— Work to do —
Pull out every line of the material below that contains the string "white", matching its case exactly.

— Records for this exercise —
^^^^^^^^
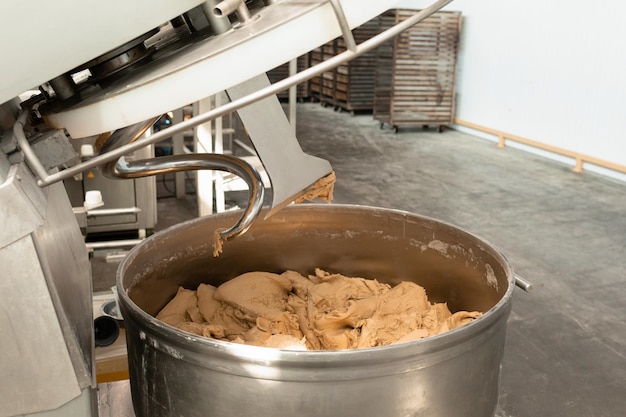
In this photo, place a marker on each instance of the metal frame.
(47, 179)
^^^^^^^^
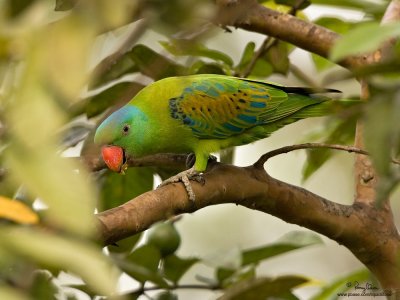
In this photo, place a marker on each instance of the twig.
^^^^^^^^
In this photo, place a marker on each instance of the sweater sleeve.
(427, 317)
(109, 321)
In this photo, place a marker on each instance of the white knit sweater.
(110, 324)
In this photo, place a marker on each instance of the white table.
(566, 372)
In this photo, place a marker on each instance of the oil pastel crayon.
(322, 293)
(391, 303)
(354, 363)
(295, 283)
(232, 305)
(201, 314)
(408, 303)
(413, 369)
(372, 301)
^^^^^^^^
— Answer to this exercise —
In this photo, place a marker on each instance of the white knit sweater.
In this photo, place a marker on each instance of the white table.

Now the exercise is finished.